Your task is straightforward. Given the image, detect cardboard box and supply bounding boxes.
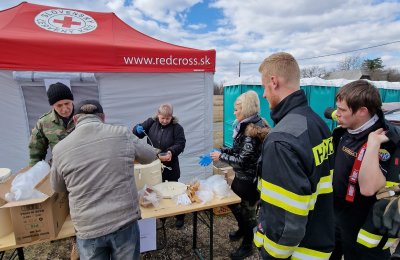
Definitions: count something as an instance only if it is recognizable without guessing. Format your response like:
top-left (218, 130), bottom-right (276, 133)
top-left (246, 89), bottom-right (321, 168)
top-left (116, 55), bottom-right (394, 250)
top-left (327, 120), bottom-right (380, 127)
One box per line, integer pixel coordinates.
top-left (0, 173), bottom-right (69, 244)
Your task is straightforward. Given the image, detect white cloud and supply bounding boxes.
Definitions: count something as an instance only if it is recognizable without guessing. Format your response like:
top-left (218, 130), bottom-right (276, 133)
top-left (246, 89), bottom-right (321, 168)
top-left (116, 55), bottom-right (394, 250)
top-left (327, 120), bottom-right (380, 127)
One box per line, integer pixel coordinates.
top-left (0, 0), bottom-right (400, 81)
top-left (188, 23), bottom-right (207, 30)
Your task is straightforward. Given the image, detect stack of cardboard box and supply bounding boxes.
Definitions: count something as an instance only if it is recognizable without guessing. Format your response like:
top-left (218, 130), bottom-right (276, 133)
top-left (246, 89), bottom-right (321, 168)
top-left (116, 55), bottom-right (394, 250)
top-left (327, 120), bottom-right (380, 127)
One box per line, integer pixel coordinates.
top-left (0, 170), bottom-right (69, 244)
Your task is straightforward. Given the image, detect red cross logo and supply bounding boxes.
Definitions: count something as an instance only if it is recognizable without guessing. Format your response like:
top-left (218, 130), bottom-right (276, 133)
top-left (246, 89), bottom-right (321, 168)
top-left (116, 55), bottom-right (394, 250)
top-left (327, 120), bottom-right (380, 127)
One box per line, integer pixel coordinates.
top-left (54, 16), bottom-right (81, 28)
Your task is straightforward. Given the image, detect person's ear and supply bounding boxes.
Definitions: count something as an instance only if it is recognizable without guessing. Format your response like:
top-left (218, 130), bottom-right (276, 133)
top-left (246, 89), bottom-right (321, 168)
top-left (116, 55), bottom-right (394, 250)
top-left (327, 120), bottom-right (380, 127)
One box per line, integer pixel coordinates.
top-left (357, 107), bottom-right (370, 117)
top-left (270, 76), bottom-right (279, 89)
top-left (72, 115), bottom-right (78, 125)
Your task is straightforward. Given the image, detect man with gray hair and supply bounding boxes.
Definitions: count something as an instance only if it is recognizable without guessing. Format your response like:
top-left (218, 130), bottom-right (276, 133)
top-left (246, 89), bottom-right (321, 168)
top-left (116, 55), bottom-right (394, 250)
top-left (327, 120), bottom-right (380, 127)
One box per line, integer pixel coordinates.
top-left (50, 100), bottom-right (157, 260)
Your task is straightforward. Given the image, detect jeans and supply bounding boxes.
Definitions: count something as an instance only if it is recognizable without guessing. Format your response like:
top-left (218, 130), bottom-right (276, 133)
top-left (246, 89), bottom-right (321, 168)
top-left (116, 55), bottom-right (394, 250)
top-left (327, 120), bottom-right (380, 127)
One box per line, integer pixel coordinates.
top-left (76, 220), bottom-right (140, 260)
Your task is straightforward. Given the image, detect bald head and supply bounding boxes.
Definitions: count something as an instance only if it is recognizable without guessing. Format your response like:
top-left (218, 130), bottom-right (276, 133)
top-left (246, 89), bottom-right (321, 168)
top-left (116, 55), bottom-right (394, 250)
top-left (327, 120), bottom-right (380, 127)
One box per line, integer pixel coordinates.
top-left (258, 52), bottom-right (300, 90)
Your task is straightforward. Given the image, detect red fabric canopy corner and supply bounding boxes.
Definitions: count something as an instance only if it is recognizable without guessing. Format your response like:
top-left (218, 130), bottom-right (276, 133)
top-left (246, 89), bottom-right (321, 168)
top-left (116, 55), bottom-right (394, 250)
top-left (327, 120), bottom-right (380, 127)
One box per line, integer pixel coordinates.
top-left (0, 2), bottom-right (216, 72)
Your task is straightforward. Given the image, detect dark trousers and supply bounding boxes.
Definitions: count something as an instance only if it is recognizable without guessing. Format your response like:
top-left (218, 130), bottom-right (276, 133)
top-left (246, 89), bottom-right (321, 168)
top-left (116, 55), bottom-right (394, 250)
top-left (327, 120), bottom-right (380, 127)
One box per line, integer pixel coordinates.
top-left (228, 199), bottom-right (257, 245)
top-left (329, 221), bottom-right (390, 260)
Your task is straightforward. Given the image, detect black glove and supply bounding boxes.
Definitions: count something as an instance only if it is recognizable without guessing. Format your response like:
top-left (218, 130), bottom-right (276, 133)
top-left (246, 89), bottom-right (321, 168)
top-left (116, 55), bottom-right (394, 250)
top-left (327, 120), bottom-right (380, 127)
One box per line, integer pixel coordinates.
top-left (372, 198), bottom-right (390, 235)
top-left (382, 197), bottom-right (400, 237)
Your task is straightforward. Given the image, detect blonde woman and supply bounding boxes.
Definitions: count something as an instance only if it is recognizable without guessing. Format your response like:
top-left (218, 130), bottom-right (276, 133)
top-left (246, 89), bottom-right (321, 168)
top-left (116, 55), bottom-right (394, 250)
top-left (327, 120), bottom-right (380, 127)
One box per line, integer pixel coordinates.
top-left (211, 91), bottom-right (269, 259)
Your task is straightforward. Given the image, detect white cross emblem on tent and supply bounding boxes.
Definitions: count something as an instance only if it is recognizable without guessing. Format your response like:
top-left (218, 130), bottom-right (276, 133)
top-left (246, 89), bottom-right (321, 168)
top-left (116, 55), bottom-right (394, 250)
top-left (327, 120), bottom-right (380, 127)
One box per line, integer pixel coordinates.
top-left (53, 16), bottom-right (81, 28)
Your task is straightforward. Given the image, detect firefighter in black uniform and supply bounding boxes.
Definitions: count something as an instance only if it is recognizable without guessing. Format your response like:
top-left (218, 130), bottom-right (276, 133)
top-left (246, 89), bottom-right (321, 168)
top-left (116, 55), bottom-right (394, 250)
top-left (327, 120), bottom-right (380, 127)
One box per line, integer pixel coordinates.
top-left (331, 80), bottom-right (399, 260)
top-left (254, 53), bottom-right (334, 259)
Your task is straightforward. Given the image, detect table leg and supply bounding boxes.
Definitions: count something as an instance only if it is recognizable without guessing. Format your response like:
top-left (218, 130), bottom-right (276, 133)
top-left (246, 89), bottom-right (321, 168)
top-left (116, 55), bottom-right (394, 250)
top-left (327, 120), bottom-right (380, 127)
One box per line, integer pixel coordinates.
top-left (193, 212), bottom-right (197, 250)
top-left (208, 209), bottom-right (214, 259)
top-left (17, 247), bottom-right (25, 260)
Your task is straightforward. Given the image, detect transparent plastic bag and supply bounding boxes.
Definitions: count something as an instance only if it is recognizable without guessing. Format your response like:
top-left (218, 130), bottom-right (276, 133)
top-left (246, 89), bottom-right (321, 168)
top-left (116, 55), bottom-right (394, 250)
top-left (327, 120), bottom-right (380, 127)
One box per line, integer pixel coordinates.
top-left (5, 161), bottom-right (50, 201)
top-left (173, 193), bottom-right (192, 205)
top-left (196, 180), bottom-right (214, 204)
top-left (138, 184), bottom-right (162, 208)
top-left (206, 175), bottom-right (231, 199)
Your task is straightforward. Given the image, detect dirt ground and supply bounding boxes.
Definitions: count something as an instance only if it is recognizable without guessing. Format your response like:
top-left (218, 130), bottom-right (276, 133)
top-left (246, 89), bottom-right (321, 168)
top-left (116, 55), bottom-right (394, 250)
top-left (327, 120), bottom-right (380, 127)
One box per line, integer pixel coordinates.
top-left (3, 213), bottom-right (261, 260)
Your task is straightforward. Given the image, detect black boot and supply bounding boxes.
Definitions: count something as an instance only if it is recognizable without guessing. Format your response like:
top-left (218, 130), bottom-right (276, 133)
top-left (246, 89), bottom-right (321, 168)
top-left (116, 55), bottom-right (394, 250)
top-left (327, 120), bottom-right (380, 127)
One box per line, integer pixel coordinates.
top-left (175, 215), bottom-right (185, 229)
top-left (231, 244), bottom-right (253, 260)
top-left (229, 228), bottom-right (244, 241)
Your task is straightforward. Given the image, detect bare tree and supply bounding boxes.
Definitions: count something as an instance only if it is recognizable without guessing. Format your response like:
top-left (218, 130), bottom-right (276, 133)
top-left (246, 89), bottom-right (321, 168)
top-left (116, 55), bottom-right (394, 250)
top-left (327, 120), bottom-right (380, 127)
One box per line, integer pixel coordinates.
top-left (362, 58), bottom-right (385, 72)
top-left (337, 54), bottom-right (363, 70)
top-left (385, 68), bottom-right (400, 82)
top-left (300, 66), bottom-right (327, 78)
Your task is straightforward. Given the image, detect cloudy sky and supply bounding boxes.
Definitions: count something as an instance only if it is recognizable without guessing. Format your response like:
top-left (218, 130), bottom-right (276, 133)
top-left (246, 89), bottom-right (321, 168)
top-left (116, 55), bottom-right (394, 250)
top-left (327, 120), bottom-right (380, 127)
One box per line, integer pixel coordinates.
top-left (0, 0), bottom-right (400, 82)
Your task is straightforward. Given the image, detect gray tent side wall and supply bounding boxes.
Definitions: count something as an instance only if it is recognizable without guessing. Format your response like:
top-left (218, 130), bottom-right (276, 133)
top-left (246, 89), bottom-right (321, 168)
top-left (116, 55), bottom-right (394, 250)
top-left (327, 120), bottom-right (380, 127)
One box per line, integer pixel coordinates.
top-left (0, 71), bottom-right (213, 182)
top-left (0, 70), bottom-right (29, 171)
top-left (97, 73), bottom-right (213, 182)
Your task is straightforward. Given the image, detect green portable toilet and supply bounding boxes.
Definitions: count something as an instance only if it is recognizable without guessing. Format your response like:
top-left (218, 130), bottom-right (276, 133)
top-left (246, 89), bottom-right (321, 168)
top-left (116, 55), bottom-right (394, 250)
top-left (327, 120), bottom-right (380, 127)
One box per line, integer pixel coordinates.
top-left (223, 77), bottom-right (400, 147)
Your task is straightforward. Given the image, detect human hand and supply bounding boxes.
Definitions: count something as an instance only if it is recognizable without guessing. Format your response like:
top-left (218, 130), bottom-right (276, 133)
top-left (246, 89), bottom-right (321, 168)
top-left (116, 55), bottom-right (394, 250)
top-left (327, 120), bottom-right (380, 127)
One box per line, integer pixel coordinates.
top-left (199, 154), bottom-right (212, 167)
top-left (158, 151), bottom-right (172, 162)
top-left (368, 128), bottom-right (389, 146)
top-left (136, 125), bottom-right (144, 134)
top-left (210, 151), bottom-right (221, 162)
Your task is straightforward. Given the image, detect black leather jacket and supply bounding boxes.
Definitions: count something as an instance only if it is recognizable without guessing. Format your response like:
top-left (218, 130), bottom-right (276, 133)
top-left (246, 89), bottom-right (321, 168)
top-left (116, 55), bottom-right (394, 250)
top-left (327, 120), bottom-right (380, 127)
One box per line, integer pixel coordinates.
top-left (220, 115), bottom-right (269, 181)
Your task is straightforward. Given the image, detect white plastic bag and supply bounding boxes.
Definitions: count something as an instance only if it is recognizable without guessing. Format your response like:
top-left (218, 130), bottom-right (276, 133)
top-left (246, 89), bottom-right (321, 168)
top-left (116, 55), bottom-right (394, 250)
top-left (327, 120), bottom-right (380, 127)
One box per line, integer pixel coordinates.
top-left (206, 175), bottom-right (231, 199)
top-left (5, 161), bottom-right (50, 201)
top-left (138, 184), bottom-right (162, 208)
top-left (196, 180), bottom-right (214, 204)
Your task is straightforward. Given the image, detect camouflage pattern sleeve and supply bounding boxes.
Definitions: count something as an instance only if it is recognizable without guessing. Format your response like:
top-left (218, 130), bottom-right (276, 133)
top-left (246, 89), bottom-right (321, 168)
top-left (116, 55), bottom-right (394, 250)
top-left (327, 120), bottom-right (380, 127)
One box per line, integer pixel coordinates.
top-left (29, 121), bottom-right (49, 166)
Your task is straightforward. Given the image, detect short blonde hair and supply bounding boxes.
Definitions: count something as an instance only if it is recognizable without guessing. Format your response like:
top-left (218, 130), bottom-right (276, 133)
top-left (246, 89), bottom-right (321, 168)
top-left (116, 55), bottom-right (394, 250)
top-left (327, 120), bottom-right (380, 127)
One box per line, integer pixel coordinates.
top-left (235, 90), bottom-right (260, 118)
top-left (157, 103), bottom-right (174, 116)
top-left (258, 52), bottom-right (300, 86)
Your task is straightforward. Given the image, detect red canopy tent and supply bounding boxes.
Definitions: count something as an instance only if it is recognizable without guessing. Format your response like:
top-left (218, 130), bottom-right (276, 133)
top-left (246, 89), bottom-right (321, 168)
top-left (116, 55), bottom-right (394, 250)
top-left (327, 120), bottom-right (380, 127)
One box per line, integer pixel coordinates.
top-left (0, 2), bottom-right (215, 180)
top-left (0, 2), bottom-right (215, 72)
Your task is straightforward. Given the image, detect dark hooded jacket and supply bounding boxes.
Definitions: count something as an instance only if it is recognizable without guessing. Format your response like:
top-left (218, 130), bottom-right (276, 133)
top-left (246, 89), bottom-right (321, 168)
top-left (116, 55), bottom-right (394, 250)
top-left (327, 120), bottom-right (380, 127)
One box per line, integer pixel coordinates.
top-left (220, 115), bottom-right (269, 201)
top-left (132, 117), bottom-right (186, 181)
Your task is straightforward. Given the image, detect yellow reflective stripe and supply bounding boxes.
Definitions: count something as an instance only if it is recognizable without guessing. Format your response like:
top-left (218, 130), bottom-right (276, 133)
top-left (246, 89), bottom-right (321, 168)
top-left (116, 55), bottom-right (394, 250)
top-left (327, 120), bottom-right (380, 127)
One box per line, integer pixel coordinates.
top-left (385, 181), bottom-right (399, 188)
top-left (290, 247), bottom-right (332, 260)
top-left (254, 231), bottom-right (296, 258)
top-left (383, 238), bottom-right (398, 249)
top-left (261, 180), bottom-right (311, 216)
top-left (258, 170), bottom-right (333, 216)
top-left (253, 231), bottom-right (264, 247)
top-left (317, 170), bottom-right (333, 194)
top-left (357, 229), bottom-right (382, 248)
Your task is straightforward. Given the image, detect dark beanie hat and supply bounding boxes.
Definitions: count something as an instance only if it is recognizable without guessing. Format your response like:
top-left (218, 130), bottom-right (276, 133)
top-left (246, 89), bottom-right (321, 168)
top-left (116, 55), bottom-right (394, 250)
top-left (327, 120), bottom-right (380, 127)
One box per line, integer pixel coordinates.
top-left (74, 99), bottom-right (103, 115)
top-left (47, 82), bottom-right (74, 106)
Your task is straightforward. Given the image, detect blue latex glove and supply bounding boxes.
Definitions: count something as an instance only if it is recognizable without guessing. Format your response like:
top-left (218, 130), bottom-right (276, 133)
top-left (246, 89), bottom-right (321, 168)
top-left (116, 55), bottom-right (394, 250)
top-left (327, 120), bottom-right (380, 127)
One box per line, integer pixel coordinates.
top-left (136, 125), bottom-right (144, 134)
top-left (199, 154), bottom-right (212, 167)
top-left (199, 149), bottom-right (221, 167)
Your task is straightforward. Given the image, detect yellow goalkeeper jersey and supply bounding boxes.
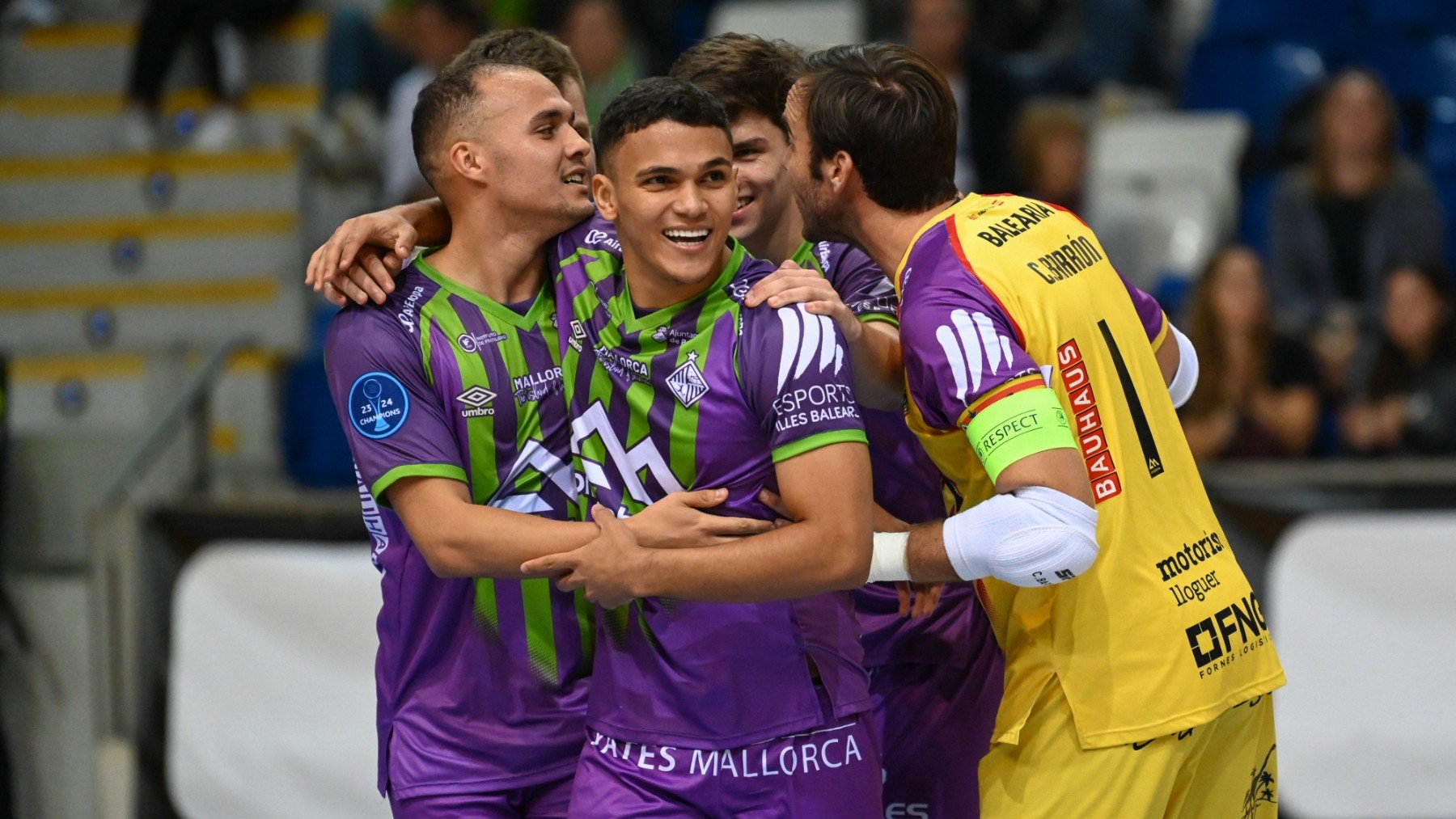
--- --- ---
Quote the data above word for word, from its first line through the line containing "top-left (0, 173), bottom-right (69, 244)", and leave the pictures out of your answer.

▸ Solution to this problem:
Your task is straightforward. Given the image, detect cardboard box and supply bounding boxes.
Definitions: count something as an instance only if it is recognizable without guessing. Format your response like:
top-left (218, 130), bottom-right (276, 133)
top-left (246, 89), bottom-right (321, 168)
top-left (116, 55), bottom-right (394, 250)
top-left (327, 120), bottom-right (380, 127)
One box per line, integer pixel coordinates.
top-left (0, 173), bottom-right (69, 244)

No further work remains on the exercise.